SHORT PROBLEM — Reproduce the entries verbatim, from the line that contains "Please annotate the rocky" through the end of the entries, both ends included.

=== SUPPLIED MATERIAL ===

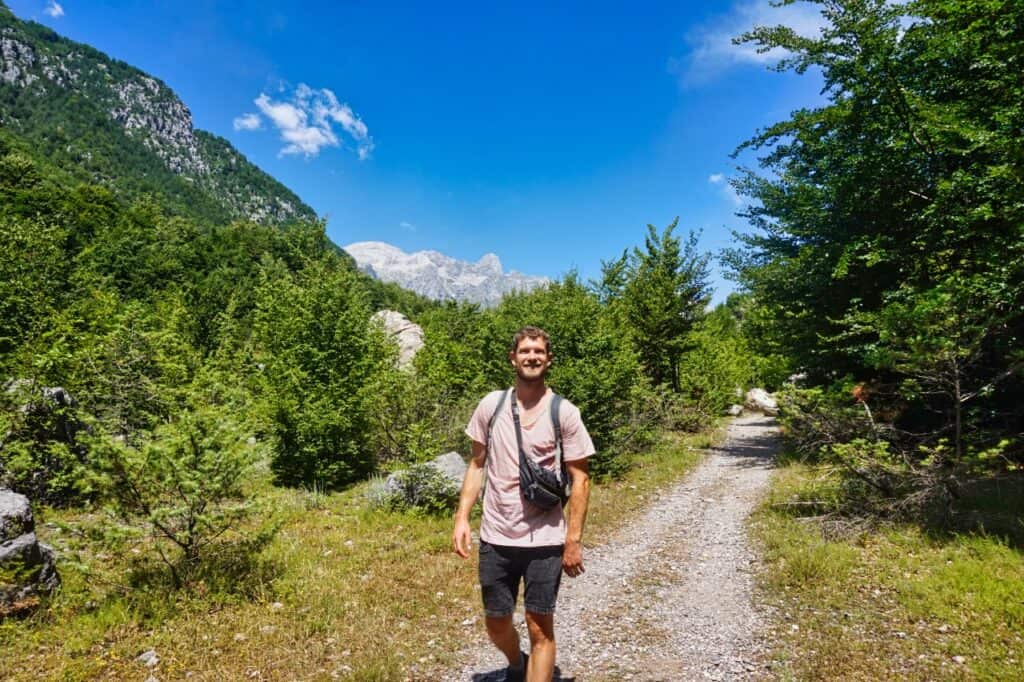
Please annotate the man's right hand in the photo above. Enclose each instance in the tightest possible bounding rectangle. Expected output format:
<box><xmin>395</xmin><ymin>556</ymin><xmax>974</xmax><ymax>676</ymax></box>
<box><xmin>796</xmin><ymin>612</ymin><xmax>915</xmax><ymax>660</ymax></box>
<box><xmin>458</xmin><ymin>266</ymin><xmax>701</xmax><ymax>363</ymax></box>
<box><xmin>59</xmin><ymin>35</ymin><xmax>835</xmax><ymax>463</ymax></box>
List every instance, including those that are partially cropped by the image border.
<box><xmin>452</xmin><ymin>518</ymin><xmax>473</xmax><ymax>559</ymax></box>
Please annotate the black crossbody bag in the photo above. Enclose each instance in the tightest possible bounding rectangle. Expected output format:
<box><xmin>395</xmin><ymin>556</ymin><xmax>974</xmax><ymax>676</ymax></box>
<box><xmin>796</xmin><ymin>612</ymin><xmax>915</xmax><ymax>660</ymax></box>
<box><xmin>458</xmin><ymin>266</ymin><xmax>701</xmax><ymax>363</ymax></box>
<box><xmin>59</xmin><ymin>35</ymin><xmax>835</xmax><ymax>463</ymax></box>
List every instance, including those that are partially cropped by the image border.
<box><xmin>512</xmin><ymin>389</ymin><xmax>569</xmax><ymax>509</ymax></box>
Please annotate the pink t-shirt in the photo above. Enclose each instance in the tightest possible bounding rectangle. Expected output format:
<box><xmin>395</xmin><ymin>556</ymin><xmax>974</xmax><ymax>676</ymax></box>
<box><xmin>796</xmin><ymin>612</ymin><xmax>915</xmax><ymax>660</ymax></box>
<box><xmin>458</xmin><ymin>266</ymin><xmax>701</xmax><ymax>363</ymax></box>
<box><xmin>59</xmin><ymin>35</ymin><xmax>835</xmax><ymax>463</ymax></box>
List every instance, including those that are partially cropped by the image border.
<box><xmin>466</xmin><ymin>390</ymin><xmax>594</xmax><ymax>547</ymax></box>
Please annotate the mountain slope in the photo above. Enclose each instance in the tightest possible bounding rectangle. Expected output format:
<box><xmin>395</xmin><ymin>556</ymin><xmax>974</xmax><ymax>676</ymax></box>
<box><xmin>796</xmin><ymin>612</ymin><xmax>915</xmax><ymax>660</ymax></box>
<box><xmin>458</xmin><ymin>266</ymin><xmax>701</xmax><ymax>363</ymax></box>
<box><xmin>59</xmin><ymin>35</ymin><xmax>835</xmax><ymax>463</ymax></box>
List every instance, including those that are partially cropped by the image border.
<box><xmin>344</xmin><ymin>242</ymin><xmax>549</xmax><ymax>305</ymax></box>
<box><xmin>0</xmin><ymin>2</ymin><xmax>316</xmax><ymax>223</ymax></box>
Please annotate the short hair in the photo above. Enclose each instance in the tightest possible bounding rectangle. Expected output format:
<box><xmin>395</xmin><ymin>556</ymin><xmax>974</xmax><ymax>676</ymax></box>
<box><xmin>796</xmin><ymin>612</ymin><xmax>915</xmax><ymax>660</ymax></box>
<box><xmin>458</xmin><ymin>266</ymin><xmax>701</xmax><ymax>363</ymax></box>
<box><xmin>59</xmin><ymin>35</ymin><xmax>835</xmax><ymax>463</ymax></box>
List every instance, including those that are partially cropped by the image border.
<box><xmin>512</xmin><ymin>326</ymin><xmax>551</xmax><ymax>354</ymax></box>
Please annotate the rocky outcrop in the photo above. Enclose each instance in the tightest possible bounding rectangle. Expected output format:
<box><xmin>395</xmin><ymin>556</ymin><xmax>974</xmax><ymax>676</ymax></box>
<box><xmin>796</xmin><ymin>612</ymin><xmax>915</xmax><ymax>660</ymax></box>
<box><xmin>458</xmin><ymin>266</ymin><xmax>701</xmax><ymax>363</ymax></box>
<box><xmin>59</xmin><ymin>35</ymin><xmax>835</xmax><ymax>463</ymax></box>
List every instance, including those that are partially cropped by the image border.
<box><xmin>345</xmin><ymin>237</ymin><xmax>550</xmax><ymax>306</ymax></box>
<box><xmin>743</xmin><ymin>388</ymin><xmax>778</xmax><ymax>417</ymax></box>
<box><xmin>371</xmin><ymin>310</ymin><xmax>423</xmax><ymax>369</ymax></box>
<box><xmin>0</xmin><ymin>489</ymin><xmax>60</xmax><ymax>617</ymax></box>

===

WRITTEN RESPONSE —
Please annotate the rocky outcrop in the photo above. Enclose each instance in the tightest possible bounding rectangle. Expected output format:
<box><xmin>395</xmin><ymin>556</ymin><xmax>974</xmax><ymax>676</ymax></box>
<box><xmin>796</xmin><ymin>612</ymin><xmax>915</xmax><ymax>660</ymax></box>
<box><xmin>458</xmin><ymin>266</ymin><xmax>701</xmax><ymax>363</ymax></box>
<box><xmin>59</xmin><ymin>35</ymin><xmax>835</xmax><ymax>463</ymax></box>
List every instance, including those that are partially cropped by the image border.
<box><xmin>345</xmin><ymin>237</ymin><xmax>550</xmax><ymax>306</ymax></box>
<box><xmin>743</xmin><ymin>388</ymin><xmax>778</xmax><ymax>417</ymax></box>
<box><xmin>371</xmin><ymin>310</ymin><xmax>423</xmax><ymax>369</ymax></box>
<box><xmin>0</xmin><ymin>489</ymin><xmax>60</xmax><ymax>617</ymax></box>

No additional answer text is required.